** Records provided **
Segment Open

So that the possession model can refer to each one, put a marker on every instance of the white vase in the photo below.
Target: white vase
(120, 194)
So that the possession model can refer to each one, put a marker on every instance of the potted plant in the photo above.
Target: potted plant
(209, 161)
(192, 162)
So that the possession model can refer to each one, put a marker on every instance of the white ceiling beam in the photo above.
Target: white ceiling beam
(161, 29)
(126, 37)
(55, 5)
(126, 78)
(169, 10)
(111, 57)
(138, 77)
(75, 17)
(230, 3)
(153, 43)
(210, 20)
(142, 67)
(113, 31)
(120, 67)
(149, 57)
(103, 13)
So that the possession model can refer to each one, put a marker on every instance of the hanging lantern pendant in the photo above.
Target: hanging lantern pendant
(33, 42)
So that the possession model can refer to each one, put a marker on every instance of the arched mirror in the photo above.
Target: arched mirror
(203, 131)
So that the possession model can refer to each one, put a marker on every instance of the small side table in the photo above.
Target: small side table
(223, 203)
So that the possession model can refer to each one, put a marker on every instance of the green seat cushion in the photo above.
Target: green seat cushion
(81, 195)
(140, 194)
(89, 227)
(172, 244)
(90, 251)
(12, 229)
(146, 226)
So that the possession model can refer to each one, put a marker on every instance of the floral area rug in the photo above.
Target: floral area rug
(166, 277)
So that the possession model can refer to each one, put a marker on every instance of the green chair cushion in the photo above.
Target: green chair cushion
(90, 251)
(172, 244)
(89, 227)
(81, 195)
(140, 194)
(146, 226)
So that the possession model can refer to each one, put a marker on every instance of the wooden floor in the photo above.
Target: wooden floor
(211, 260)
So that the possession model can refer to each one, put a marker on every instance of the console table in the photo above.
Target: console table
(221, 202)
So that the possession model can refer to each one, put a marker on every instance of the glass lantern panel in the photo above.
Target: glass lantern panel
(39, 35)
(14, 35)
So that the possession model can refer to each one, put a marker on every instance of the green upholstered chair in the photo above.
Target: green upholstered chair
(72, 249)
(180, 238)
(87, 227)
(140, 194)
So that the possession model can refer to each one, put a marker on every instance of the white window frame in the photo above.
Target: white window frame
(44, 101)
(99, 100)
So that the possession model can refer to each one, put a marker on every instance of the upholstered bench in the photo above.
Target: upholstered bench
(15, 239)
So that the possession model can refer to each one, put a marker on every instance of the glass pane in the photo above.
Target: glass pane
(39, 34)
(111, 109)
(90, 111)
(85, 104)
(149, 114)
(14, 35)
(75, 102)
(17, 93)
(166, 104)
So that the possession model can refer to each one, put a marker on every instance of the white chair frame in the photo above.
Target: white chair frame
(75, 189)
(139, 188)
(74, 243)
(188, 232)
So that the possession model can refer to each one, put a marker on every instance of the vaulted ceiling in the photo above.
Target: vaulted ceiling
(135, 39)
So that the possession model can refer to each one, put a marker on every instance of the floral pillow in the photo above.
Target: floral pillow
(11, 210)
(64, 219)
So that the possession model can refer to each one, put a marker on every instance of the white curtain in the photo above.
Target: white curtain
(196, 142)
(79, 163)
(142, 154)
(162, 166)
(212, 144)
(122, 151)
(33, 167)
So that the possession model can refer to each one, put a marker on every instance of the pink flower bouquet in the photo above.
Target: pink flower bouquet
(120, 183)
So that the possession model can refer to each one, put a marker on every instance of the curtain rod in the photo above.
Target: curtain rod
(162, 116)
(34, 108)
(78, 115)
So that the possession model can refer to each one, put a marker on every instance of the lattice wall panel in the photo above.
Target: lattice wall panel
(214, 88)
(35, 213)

Segment Closed

** Exercise instructions **
Write out the entries above once more, without altering anything.

** Solution **
So that the possession model can refer to each one, put a marker on every instance of the white vase in the photo below.
Target: white vase
(120, 194)
So that the possession model can refer to each one, put a marker on every instance of the potted plant in the photo above.
Target: potted plant
(209, 161)
(192, 162)
So that the possession model can refer to each one, put a marker on every instance of the white ceiling beam in the photo above.
Target: white ceiling beam
(161, 29)
(126, 37)
(55, 5)
(126, 78)
(169, 10)
(111, 57)
(138, 77)
(75, 17)
(230, 3)
(153, 43)
(210, 20)
(142, 67)
(113, 31)
(120, 67)
(149, 57)
(103, 13)
So that the possession model can refer to each one, put a marker on every instance of the hanging lantern pendant in the photo above.
Target: hanging lantern pendant
(33, 42)
So that the possession model can refer to each one, put a marker on every instance of the arched mirror in the photo above.
Target: arched mirror
(203, 131)
So that the possession model can refer to each one, put a marker on every instance of the small side table in the photo above.
Target: small side table
(223, 203)
So that the possession model can refer to each one, put a marker on every instance of the green seat cushion in the photo above.
Target: green seat cushion
(81, 195)
(140, 194)
(89, 227)
(172, 244)
(90, 251)
(12, 229)
(146, 226)
So that the possession model can refer to each one, put a marker on every instance of the floral area rug in the photo above.
Target: floral area rug
(166, 277)
So that the possession model can refer to each one, put a marker on every instance of the green chair cushion in the photo above.
Target: green chair cushion
(90, 251)
(172, 244)
(89, 227)
(81, 195)
(140, 194)
(146, 226)
So that the possession model can refer to each one, put a marker on every instance of the wooden floor in the photo above.
Target: wooden floor
(211, 260)
So that the possession model can refer to each one, put a marker on every instance of the console table in the photo above.
Target: console table
(221, 202)
So that the possession model can refer to each one, put a marker on every instance of the glass lantern panel in the photo above.
Target: glass lantern panel
(39, 35)
(14, 35)
So that the possession model can refer to each one, put a marker on every instance of the green upholstered chair in the photo above.
Target: green upholstered chair
(72, 249)
(180, 238)
(87, 227)
(140, 194)
So that the possession model can refer to each one, put a marker on every instance of the white window frame in the photo above.
Target: white window frame
(44, 101)
(99, 100)
So that the possession model can refer to each one, put a marker on every instance of the upholstered bench in the photo above.
Target: upholstered bench
(15, 239)
So that the possession model can refer to each one, put a marker on every instance of the glass pane in the photo above.
Target: glass pane
(39, 34)
(111, 109)
(90, 111)
(85, 104)
(149, 114)
(14, 35)
(75, 102)
(17, 93)
(166, 104)
So that the possession model can refer to each one, put a marker on every instance of the white chair frame in the photo above.
Target: white chair frame
(75, 189)
(139, 188)
(74, 243)
(188, 232)
So that the possession model can refer to each one, put a marker on every instance of the vaulted ceiling in the photo above.
Target: vaulted ceiling
(135, 39)
So that the possession model can refer to each one, put a marker on every instance of the floral pillow in the photo above.
Target: floral pillow
(11, 210)
(64, 219)
So that the possession model can refer to each one, put a marker on every instance of the white curtain in the photo above.
Target: white curtain
(196, 142)
(79, 163)
(142, 154)
(162, 166)
(212, 144)
(122, 151)
(33, 167)
So that the possession model can refer to each one, put a marker on every instance of the pink flower bouquet in the photo above.
Target: pink flower bouquet
(120, 183)
So that the possession model can refer to each one, put a marker on every instance of the curtain rod in the photo above.
Target: curtain rod
(162, 116)
(34, 108)
(78, 115)
So that the possession model can refer to each one, put a marker on every instance of the lattice wall panel in the photo above.
Target: lattice wall panel
(214, 88)
(35, 213)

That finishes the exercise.